▶ **Exercise aim**
Please count the lines of the material below that contain the string "instance", treating uppercase and lowercase as different, and give only the number.
··· Dataset content ···
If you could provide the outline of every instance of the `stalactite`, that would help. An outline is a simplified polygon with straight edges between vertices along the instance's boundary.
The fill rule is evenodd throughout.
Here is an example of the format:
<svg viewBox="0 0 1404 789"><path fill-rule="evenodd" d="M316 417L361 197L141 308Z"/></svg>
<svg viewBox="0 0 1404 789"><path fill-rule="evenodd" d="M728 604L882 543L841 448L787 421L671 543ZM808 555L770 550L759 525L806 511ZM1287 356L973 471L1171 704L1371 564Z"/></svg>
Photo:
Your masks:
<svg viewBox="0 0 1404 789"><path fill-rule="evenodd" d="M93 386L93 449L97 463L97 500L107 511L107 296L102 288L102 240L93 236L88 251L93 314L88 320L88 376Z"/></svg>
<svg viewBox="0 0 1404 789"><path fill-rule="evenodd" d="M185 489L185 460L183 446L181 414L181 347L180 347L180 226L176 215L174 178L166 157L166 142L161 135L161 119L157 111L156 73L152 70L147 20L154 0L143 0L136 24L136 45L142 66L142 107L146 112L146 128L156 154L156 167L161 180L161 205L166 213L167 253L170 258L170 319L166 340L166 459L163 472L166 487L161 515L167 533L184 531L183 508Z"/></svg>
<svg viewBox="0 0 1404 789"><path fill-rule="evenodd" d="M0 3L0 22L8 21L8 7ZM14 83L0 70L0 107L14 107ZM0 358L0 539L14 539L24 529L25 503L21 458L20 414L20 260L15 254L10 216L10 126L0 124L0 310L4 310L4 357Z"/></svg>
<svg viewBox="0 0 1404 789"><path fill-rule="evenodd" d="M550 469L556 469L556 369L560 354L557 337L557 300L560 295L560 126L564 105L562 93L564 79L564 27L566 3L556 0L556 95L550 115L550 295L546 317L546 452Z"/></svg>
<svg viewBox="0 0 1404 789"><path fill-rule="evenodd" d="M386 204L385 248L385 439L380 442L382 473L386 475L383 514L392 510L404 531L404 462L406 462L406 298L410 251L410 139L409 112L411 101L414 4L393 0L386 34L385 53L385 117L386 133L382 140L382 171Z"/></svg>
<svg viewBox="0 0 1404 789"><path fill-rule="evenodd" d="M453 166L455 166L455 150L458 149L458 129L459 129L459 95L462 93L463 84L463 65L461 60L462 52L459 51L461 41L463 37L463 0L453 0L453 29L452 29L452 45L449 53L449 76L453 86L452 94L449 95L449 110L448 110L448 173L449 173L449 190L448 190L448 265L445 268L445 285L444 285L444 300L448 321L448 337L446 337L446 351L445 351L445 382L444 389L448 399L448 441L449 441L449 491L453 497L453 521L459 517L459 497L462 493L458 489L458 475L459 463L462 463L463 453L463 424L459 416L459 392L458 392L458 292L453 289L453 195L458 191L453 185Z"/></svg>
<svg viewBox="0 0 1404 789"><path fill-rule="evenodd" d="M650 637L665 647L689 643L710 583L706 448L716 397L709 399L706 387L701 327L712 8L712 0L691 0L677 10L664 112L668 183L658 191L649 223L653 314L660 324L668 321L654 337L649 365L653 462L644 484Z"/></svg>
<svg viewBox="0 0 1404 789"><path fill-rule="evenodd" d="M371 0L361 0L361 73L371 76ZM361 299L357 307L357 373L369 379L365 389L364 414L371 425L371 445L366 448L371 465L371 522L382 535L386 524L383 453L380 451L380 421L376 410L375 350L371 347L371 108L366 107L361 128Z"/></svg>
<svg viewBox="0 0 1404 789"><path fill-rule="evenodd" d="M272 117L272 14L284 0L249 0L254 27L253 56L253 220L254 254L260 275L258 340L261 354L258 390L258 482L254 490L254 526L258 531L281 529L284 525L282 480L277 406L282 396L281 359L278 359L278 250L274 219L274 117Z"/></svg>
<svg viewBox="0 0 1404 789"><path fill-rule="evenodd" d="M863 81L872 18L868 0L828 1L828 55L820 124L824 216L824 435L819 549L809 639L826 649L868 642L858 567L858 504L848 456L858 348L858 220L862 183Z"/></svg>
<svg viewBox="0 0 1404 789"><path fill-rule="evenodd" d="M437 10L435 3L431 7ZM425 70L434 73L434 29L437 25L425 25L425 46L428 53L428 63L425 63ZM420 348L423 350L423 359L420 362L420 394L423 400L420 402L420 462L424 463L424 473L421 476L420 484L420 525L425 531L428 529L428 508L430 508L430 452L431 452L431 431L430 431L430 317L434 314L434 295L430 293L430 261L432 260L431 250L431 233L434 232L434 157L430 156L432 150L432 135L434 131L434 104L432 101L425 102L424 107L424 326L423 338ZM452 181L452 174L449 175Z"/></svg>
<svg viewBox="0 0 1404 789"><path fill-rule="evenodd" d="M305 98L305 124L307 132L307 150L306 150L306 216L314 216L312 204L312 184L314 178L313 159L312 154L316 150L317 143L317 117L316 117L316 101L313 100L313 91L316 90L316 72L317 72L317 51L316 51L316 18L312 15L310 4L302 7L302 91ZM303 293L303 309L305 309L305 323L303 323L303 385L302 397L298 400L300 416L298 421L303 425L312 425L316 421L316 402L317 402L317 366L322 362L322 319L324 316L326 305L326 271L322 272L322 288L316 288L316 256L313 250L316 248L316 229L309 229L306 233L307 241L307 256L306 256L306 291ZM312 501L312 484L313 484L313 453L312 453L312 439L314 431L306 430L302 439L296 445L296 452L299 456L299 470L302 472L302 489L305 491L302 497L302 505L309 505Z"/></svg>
···
▶ **Task answer**
1